EXERCISE TASK: Reproduce the entries below in full, word for word.

Location labeling records:
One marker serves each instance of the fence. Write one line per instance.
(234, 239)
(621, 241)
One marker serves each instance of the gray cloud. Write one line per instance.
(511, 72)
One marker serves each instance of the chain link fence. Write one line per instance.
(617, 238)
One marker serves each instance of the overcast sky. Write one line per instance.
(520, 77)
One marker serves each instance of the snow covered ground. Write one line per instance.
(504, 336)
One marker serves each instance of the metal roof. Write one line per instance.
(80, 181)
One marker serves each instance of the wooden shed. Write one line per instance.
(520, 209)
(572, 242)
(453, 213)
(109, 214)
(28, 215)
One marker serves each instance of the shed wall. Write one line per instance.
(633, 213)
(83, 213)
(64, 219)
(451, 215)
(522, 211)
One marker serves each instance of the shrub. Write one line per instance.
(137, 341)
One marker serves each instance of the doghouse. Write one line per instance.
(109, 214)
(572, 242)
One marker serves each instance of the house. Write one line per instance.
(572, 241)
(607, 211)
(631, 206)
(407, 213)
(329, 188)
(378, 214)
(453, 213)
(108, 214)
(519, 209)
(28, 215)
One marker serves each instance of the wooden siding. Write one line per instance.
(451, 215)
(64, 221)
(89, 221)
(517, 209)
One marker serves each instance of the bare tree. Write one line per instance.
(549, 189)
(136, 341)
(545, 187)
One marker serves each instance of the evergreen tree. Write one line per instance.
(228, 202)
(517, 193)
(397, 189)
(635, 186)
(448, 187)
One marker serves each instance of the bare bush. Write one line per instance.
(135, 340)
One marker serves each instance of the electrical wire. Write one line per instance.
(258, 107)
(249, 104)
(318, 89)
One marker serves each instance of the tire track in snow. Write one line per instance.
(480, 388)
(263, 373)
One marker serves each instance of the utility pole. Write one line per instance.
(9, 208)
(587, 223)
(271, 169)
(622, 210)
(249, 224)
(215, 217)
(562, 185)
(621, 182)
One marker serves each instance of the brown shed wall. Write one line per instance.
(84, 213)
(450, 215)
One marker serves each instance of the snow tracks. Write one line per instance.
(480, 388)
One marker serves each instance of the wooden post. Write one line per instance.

OUTPUT OF THE EXERCISE:
One marker serves each instance of the fence. Write one line per instance.
(234, 239)
(621, 241)
One marker serves each instance of the gray cloud. Write one line per instance.
(511, 72)
One marker serves each instance of the chain link fence. Write one line per instance.
(617, 238)
One marker serves each instance of the overcast sky. Write one line per instance.
(520, 77)
One marker serves each instance of the snow covered ground. Write one line per instance.
(504, 336)
One marker serves each instance of the metal roof. Write one line per instance.
(80, 181)
One marker serves each instance of the wooden shed. Write one line per instance.
(520, 209)
(572, 242)
(453, 213)
(109, 214)
(28, 215)
One marker serves each instance of the shed wall. Write one line per instance.
(633, 213)
(83, 213)
(64, 219)
(451, 215)
(522, 211)
One marker serves each instance of the shrub. Write one line per instance.
(137, 341)
One marker serves each instance of the doghouse. Write one line per instance.
(109, 214)
(572, 242)
One marker serves each instance of the house. Write one line per instance.
(572, 241)
(607, 211)
(631, 206)
(407, 213)
(329, 188)
(378, 214)
(453, 213)
(108, 214)
(519, 209)
(28, 215)
One marker serves each instance of the wooden siding. Write one line per instance.
(451, 215)
(64, 221)
(89, 221)
(517, 209)
One marker serves each instance of the bare tree. Write one line per instance.
(549, 189)
(136, 341)
(545, 187)
One marker serves each instance of the evergreen tree. Write one line per instance.
(228, 202)
(517, 193)
(397, 189)
(635, 186)
(448, 187)
One marker serves each instance of the bare bush. Write one line per instance.
(135, 340)
One marker serves each instance of the electrical wire. Write one line per instance.
(258, 107)
(249, 104)
(318, 89)
One marker serves each instance of the tire track in snow. Write one line per instance.
(480, 388)
(263, 373)
One marker serves each instance of the utility pole. Write one line per instance.
(9, 208)
(587, 223)
(271, 169)
(622, 210)
(249, 224)
(215, 217)
(562, 185)
(621, 182)
One marker serves each instance of the brown shed wall. Write one line per instance.
(84, 213)
(450, 215)
One marker serves each instance of the snow tracks. Write one line per instance.
(480, 388)
One marker serves each instance of the wooden post. Write one line per instance.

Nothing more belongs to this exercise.